— Exercise details —
Extract each line of the data below that contains the string "green".

[start of Data supplied]

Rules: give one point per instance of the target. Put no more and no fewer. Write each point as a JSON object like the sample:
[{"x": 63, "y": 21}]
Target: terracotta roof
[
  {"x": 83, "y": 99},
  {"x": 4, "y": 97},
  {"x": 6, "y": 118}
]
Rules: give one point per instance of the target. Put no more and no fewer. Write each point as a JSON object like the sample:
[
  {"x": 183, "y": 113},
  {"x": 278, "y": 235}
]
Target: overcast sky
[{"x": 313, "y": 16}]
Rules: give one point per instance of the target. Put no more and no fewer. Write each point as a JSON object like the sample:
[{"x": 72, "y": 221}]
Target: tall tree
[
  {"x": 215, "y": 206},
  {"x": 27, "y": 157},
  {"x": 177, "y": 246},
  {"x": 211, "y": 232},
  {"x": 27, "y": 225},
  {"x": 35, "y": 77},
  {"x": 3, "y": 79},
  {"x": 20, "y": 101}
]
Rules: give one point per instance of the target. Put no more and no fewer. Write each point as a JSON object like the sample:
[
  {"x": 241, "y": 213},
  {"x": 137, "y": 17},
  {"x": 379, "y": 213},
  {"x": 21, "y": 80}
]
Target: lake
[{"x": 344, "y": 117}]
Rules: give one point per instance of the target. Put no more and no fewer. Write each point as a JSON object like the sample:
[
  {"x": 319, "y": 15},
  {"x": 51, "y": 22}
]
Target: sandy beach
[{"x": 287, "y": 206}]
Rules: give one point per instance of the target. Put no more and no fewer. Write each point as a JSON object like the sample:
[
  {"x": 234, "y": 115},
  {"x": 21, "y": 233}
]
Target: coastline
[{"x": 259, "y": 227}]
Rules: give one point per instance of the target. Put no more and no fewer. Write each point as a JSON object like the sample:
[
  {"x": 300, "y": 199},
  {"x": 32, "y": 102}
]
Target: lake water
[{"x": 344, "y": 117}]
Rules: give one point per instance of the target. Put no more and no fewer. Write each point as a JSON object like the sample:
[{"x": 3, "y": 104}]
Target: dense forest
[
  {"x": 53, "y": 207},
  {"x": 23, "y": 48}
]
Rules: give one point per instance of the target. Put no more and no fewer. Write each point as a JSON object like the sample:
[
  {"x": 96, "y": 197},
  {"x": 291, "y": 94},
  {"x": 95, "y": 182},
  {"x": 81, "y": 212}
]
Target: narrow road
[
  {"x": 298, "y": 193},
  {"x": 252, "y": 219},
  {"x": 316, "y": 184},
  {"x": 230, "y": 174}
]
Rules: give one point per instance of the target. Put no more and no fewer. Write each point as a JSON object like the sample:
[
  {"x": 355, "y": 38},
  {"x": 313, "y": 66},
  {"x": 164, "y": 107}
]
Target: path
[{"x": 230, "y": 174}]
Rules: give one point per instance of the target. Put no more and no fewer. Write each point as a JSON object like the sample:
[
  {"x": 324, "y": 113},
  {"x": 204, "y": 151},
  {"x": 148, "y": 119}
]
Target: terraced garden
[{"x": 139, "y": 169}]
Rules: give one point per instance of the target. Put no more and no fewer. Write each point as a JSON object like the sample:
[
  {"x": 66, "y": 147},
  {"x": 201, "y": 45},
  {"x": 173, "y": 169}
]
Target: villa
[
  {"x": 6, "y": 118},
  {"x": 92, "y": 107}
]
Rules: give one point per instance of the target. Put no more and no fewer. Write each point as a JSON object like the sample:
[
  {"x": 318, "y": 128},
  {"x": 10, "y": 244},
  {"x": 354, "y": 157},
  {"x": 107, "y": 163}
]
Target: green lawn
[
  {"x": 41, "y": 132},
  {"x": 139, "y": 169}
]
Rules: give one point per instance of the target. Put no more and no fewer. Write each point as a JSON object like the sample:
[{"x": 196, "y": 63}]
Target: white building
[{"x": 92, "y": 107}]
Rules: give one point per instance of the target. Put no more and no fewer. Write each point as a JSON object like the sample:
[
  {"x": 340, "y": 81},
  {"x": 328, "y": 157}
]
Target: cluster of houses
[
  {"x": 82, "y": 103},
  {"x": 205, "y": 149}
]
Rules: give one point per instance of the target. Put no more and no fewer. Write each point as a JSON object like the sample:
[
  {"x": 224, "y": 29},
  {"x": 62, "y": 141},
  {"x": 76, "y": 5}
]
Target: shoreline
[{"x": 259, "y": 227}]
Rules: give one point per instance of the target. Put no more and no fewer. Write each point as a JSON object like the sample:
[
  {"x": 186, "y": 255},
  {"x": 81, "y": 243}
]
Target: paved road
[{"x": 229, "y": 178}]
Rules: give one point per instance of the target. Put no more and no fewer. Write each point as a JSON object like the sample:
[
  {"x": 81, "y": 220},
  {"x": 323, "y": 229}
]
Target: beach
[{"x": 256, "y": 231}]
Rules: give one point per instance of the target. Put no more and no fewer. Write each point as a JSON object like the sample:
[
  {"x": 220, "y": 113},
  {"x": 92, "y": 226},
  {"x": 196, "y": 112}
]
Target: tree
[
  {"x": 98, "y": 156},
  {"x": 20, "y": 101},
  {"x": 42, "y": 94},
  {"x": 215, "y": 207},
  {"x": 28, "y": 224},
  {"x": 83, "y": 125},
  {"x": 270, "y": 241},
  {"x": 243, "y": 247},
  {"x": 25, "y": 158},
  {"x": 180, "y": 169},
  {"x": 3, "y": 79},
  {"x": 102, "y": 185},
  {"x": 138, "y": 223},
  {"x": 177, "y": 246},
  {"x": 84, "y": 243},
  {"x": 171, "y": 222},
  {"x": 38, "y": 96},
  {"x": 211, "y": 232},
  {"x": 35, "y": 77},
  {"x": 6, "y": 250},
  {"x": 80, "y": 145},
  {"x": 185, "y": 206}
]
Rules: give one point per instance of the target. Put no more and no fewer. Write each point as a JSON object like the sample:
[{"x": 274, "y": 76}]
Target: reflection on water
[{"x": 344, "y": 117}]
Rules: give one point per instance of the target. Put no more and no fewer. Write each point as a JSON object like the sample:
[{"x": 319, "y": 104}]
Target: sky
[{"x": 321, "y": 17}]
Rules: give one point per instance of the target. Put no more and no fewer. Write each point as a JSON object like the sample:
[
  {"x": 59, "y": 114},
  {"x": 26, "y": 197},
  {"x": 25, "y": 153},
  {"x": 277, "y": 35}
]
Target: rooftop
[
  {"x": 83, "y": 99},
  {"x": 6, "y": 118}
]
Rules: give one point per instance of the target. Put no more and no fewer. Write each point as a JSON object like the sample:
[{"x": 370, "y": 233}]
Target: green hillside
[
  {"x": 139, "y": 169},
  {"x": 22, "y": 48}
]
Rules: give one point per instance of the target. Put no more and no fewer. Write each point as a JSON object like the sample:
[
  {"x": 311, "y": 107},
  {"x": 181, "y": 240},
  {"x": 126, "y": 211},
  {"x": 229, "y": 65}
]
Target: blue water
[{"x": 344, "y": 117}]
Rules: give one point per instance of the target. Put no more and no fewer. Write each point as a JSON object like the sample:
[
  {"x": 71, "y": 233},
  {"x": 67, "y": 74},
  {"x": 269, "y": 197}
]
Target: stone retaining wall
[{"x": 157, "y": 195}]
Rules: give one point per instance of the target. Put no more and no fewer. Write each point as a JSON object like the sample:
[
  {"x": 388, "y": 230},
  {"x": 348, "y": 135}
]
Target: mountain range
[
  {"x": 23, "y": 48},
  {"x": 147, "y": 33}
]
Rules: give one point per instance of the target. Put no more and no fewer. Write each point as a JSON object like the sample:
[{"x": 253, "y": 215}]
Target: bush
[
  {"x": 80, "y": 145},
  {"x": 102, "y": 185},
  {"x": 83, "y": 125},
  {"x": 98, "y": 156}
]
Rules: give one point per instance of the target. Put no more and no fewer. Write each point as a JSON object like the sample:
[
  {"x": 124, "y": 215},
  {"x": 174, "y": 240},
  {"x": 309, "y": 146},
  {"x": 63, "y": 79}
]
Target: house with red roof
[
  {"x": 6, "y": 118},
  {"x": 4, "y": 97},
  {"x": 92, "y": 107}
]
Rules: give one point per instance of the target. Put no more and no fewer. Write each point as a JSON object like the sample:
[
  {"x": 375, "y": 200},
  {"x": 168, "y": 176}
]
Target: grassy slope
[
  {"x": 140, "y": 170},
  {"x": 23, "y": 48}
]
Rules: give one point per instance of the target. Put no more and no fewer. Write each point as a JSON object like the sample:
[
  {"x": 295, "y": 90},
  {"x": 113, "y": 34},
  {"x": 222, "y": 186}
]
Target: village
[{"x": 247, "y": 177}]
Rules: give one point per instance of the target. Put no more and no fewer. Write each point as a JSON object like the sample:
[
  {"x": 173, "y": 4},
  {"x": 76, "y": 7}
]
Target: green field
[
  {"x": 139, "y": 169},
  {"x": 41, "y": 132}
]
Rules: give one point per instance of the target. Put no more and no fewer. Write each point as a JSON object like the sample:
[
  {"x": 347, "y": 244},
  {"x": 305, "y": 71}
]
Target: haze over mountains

[end of Data supplied]

— Solved problem —
Target: green lawn
Target: green hillside
Target: green field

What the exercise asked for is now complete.